*Description of the task*
Rewrite the lines of the records as a JSON list of strings, one string per line, dropping any blank lines. Do not include the pictures.

Saved data entries:
=======

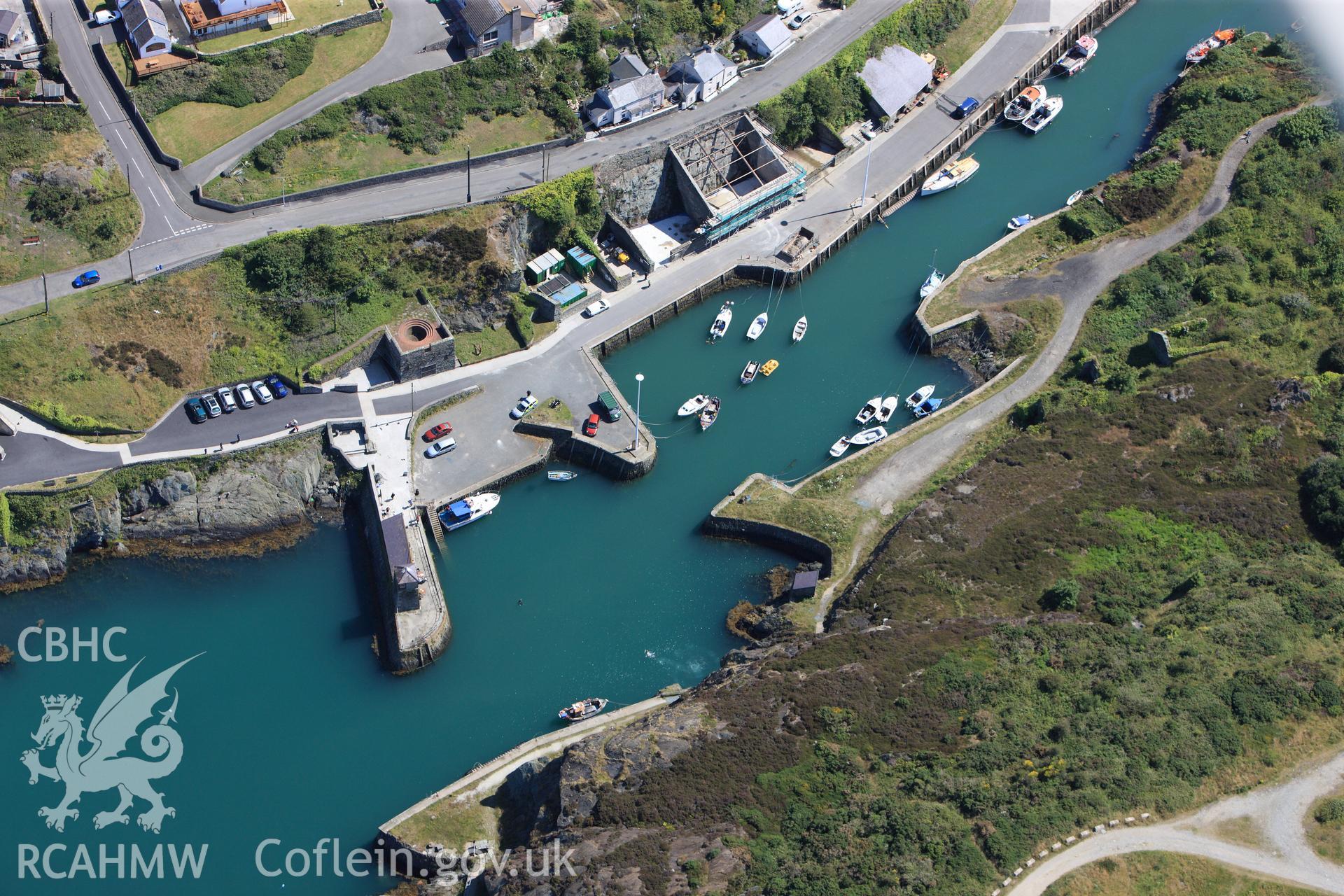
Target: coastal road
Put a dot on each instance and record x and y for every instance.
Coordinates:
(178, 232)
(552, 367)
(1277, 812)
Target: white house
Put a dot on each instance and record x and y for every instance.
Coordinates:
(702, 74)
(625, 99)
(766, 35)
(148, 29)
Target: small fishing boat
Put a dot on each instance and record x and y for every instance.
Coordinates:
(889, 407)
(582, 710)
(721, 324)
(1078, 55)
(927, 407)
(1200, 50)
(869, 410)
(692, 406)
(1026, 102)
(757, 327)
(918, 397)
(458, 514)
(955, 174)
(869, 437)
(1038, 120)
(932, 282)
(710, 414)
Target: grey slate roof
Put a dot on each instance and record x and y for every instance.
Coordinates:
(622, 93)
(628, 66)
(895, 78)
(771, 30)
(144, 19)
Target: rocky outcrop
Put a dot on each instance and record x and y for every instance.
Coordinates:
(202, 505)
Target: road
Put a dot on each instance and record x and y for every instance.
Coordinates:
(1277, 812)
(178, 232)
(555, 365)
(1079, 281)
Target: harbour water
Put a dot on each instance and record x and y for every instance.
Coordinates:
(293, 731)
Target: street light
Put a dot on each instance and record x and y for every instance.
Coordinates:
(638, 391)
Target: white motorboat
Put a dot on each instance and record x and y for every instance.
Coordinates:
(721, 324)
(757, 327)
(1038, 120)
(869, 410)
(458, 514)
(1026, 102)
(869, 437)
(955, 174)
(932, 284)
(889, 407)
(694, 406)
(918, 397)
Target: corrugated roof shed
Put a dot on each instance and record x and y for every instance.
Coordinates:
(895, 78)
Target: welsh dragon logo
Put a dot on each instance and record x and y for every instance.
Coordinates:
(102, 766)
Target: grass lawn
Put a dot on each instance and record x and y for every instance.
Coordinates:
(192, 130)
(360, 155)
(106, 218)
(962, 43)
(1160, 874)
(308, 14)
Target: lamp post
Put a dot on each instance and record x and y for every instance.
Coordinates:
(638, 394)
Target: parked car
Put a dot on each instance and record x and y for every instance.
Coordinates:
(437, 431)
(442, 447)
(523, 409)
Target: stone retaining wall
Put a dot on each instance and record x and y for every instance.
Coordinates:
(394, 178)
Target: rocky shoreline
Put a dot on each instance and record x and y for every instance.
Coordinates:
(239, 505)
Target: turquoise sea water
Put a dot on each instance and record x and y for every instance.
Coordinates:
(293, 731)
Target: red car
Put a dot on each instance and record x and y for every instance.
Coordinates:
(437, 431)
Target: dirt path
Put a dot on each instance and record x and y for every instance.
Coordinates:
(1276, 812)
(1079, 281)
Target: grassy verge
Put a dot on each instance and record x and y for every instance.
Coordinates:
(308, 14)
(78, 216)
(355, 155)
(1154, 874)
(986, 18)
(191, 130)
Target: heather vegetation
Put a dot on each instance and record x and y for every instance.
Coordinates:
(832, 96)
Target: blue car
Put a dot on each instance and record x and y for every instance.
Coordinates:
(195, 410)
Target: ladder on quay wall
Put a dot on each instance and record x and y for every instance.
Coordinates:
(435, 526)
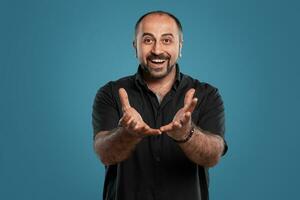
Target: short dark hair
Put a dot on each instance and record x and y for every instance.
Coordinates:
(160, 12)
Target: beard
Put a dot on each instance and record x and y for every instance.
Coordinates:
(157, 72)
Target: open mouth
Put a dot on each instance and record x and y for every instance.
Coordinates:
(157, 61)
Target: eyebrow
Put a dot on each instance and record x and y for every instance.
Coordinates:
(163, 35)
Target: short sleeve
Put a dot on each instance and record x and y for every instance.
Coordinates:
(212, 117)
(105, 115)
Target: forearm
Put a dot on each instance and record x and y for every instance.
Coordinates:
(114, 146)
(203, 148)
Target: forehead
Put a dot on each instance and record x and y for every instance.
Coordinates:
(158, 24)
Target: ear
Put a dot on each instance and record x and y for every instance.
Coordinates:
(180, 47)
(134, 46)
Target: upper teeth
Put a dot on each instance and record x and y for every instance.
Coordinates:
(158, 60)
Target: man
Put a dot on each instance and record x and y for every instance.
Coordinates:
(157, 132)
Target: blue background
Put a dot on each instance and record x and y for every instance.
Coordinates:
(54, 55)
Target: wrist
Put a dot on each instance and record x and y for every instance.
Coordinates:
(187, 136)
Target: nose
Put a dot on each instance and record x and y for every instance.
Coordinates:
(157, 48)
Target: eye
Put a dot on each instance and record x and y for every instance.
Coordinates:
(166, 40)
(148, 40)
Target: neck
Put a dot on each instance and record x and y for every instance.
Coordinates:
(163, 85)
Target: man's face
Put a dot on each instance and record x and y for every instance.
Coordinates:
(157, 45)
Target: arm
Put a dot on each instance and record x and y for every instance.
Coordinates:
(203, 148)
(116, 145)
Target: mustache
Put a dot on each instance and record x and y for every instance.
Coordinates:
(159, 56)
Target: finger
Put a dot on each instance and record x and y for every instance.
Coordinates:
(124, 99)
(128, 122)
(151, 131)
(188, 97)
(167, 127)
(186, 118)
(132, 124)
(176, 125)
(191, 107)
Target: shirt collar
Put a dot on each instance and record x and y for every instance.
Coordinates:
(139, 77)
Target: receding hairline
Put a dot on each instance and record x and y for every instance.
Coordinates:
(160, 13)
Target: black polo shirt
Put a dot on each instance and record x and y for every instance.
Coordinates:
(157, 168)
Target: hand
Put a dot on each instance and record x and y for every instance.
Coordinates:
(131, 120)
(182, 122)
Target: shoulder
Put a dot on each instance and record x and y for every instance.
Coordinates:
(199, 86)
(114, 85)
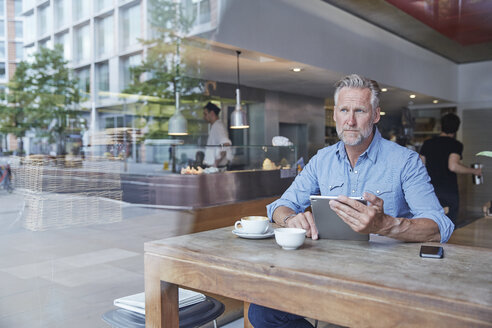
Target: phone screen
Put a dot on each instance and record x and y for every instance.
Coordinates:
(436, 252)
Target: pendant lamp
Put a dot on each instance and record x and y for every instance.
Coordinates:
(238, 116)
(177, 123)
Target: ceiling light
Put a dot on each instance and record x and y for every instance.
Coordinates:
(177, 123)
(238, 116)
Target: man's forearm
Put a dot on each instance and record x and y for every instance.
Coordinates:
(411, 230)
(461, 169)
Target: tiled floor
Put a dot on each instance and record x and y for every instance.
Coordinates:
(69, 277)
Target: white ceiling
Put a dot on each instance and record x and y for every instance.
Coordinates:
(218, 63)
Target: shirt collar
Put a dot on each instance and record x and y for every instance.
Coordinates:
(371, 151)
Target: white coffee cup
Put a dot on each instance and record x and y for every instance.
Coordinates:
(253, 224)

=======

*Correct answer*
[
  "Target: coastal road",
  "Put a dot on each instance and record x and y for every instance.",
  "Coordinates:",
  "(178, 232)",
  "(552, 367)",
  "(1277, 812)",
  "Target: white house",
  "Put a dot on each instance and record x and y for every instance.",
  "Coordinates:",
  "(702, 74)",
  "(625, 99)",
  "(766, 35)",
  "(148, 29)",
  "Target: small fishing boat",
  "Put a dot on each instance and record x and y for every instance.",
  "Coordinates:",
  "(889, 407)",
  "(582, 710)",
  "(721, 324)",
  "(1078, 55)",
  "(927, 407)",
  "(1200, 50)",
  "(869, 410)",
  "(692, 406)",
  "(1026, 102)",
  "(757, 327)",
  "(918, 397)",
  "(458, 514)",
  "(955, 174)",
  "(869, 437)",
  "(1038, 120)",
  "(932, 282)",
  "(710, 414)",
  "Target: grey slate roof",
  "Put a dot on each instance and record x and y for every instance.",
  "Coordinates:",
  "(622, 93)",
  "(628, 66)",
  "(895, 78)",
  "(771, 30)",
  "(144, 19)",
  "Target: rocky outcrop",
  "Put a dot on each instance and record x and y for every instance.",
  "Coordinates:",
  "(202, 505)",
  "Target: road",
  "Put a dot on each instance and record x and y for every instance.",
  "Coordinates:",
  "(1277, 812)",
  "(178, 232)",
  "(555, 365)",
  "(1079, 281)",
  "Target: harbour water",
  "Put a dot on each instance and record x and y for every instance.",
  "Coordinates:",
  "(293, 731)",
  "Target: street light",
  "Put a dot on each instance and record x and y for every instance.",
  "Coordinates:",
  "(638, 391)",
  "Target: white motorboat",
  "Put a dot on each instance and record x and y for every instance.",
  "Coordinates:",
  "(721, 324)",
  "(757, 327)",
  "(1038, 120)",
  "(869, 410)",
  "(458, 514)",
  "(1026, 102)",
  "(869, 437)",
  "(955, 174)",
  "(932, 284)",
  "(889, 407)",
  "(694, 406)",
  "(918, 397)",
  "Target: corrugated roof shed",
  "Put a dot on each instance and record x and y for every instance.",
  "Coordinates:",
  "(895, 78)",
  "Target: welsh dragon logo",
  "Put a dot on each instance and record x and y for every instance.",
  "Coordinates:",
  "(102, 766)",
  "Target: grass lawn",
  "Put a dot on each instance and record x and y for every instance.",
  "Coordinates:",
  "(192, 130)",
  "(360, 155)",
  "(106, 218)",
  "(962, 43)",
  "(1160, 874)",
  "(308, 14)",
  "Target: lamp post",
  "Put a dot on each instance and record x and y for every instance.",
  "Coordinates:",
  "(638, 394)",
  "Target: parked car",
  "Put a dot on each instance and record x and y for every instance.",
  "Coordinates:",
  "(437, 431)",
  "(442, 447)",
  "(523, 409)",
  "Target: stone retaining wall",
  "Put a dot on each instance and record x and y for every instance.",
  "Coordinates:",
  "(394, 178)",
  "Target: rocky shoreline",
  "Put a dot on each instance and record x and y for every instance.",
  "Coordinates:",
  "(239, 505)",
  "Target: turquoise sea water",
  "Put a dot on each instance and record x and y for every instance.",
  "Coordinates:",
  "(293, 731)",
  "Target: red car",
  "Put a dot on each instance and record x and y for every instance.",
  "Coordinates:",
  "(437, 431)",
  "Target: dirt path",
  "Put a dot on each instance and record x and y for every instance.",
  "Coordinates:",
  "(1276, 812)",
  "(1079, 281)",
  "Target: grassy verge",
  "Put a dot on each instance and record x and y for every instance.",
  "Coordinates:",
  "(308, 14)",
  "(78, 216)",
  "(355, 155)",
  "(1154, 874)",
  "(986, 18)",
  "(191, 130)",
  "Target: heather vegetation",
  "Put a dot on each instance and record x and y for every instance.",
  "Coordinates:",
  "(832, 96)",
  "Target: blue car",
  "Put a dot on each instance and record x and y for every instance.",
  "Coordinates:",
  "(195, 410)",
  "Target: ladder on quay wall",
  "Put a dot on each instance and record x and y for every instance.",
  "Coordinates:",
  "(435, 526)",
  "Target: short dark hair",
  "Put a dot on each instance and record x and y for every instance.",
  "Coordinates:",
  "(160, 12)",
  "Target: beard",
  "Put a dot on each instance and record x and y for every instance.",
  "Coordinates:",
  "(157, 72)",
  "Target: open mouth",
  "Put a dot on each instance and record x and y for every instance.",
  "Coordinates:",
  "(157, 61)",
  "Target: eyebrow",
  "Put a dot on each instance and record x and y for every instance.",
  "Coordinates:",
  "(163, 35)",
  "Target: short sleeve",
  "Put a dot on each instance and record x and y for every instance.",
  "Coordinates:",
  "(212, 117)",
  "(105, 115)",
  "Target: forearm",
  "Put a dot on each instance and record x and y for every instance.",
  "Coordinates:",
  "(114, 146)",
  "(203, 148)",
  "Target: forehead",
  "Put a dot on each instance and record x and y for every instance.",
  "Coordinates:",
  "(158, 24)",
  "Target: ear",
  "Put a dot on each instance and record x and y for every instance.",
  "Coordinates:",
  "(180, 47)",
  "(134, 46)",
  "Target: upper teeth",
  "Put a dot on each instance and record x and y for every instance.",
  "Coordinates:",
  "(158, 60)",
  "Target: man",
  "Put a dot on each instance and record x and y for every instance.",
  "Coordinates:",
  "(157, 132)",
  "Target: blue background",
  "Put a dot on each instance and record x and y for every instance.",
  "Coordinates:",
  "(54, 55)",
  "Target: wrist",
  "Put a dot on each instance and record x and y for every instance.",
  "Coordinates:",
  "(187, 136)",
  "Target: nose",
  "Put a dot on each instance and record x and y for every instance.",
  "Coordinates:",
  "(157, 48)",
  "Target: eye",
  "Put a dot on each instance and record x and y for every instance.",
  "Coordinates:",
  "(166, 40)",
  "(148, 40)",
  "Target: neck",
  "Put a dot on each instance and record x and y for every instance.",
  "Coordinates:",
  "(163, 85)",
  "Target: man's face",
  "Put a dot on each instance and record x and y for every instance.",
  "Coordinates:",
  "(157, 45)",
  "Target: arm",
  "Put a dot on each instance and record x and y for every instance.",
  "Coordinates:",
  "(203, 148)",
  "(116, 145)",
  "Target: mustache",
  "Put a dot on each instance and record x and y for every instance.",
  "Coordinates:",
  "(159, 56)",
  "Target: finger",
  "Put a dot on each instance and record x and y for every instance.",
  "Coordinates:",
  "(124, 99)",
  "(128, 122)",
  "(151, 131)",
  "(188, 97)",
  "(167, 127)",
  "(186, 118)",
  "(132, 124)",
  "(176, 125)",
  "(191, 107)",
  "Target: shirt collar",
  "Put a dot on each instance and record x and y for every instance.",
  "Coordinates:",
  "(139, 77)",
  "Target: receding hairline",
  "Put a dot on each instance and record x and y for every instance.",
  "Coordinates:",
  "(160, 13)",
  "Target: black polo shirt",
  "Put a dot on each instance and record x and y for every instance.",
  "Coordinates:",
  "(157, 168)",
  "Target: hand",
  "Put a dot on each instance and record x and y for every instance.",
  "Coordinates:",
  "(131, 120)",
  "(182, 122)",
  "Target: shoulder",
  "Put a dot on each instance and record x and y for every instance.",
  "Coordinates:",
  "(199, 86)",
  "(114, 85)",
  "Target: phone screen",
  "Put a dot on each instance and record x and y for every instance.",
  "Coordinates:",
  "(436, 252)",
  "Target: pendant lamp",
  "Put a dot on each instance and record x and y for every instance.",
  "Coordinates:",
  "(238, 116)",
  "(177, 123)",
  "Target: ceiling light",
  "Put a dot on each instance and record x and y for every instance.",
  "Coordinates:",
  "(177, 123)",
  "(238, 116)",
  "Target: man's forearm",
  "Put a dot on each instance and record x and y for every instance.",
  "Coordinates:",
  "(411, 230)",
  "(461, 169)",
  "Target: tiled floor",
  "Put a dot on each instance and record x and y for every instance.",
  "Coordinates:",
  "(69, 277)",
  "Target: white ceiling",
  "Put a dot on each instance and record x and y for every instance.",
  "Coordinates:",
  "(218, 63)",
  "Target: shirt collar",
  "Put a dot on each instance and record x and y for every instance.",
  "Coordinates:",
  "(371, 151)",
  "Target: white coffee cup",
  "Put a dot on each instance and record x and y for every instance.",
  "Coordinates:",
  "(253, 224)"
]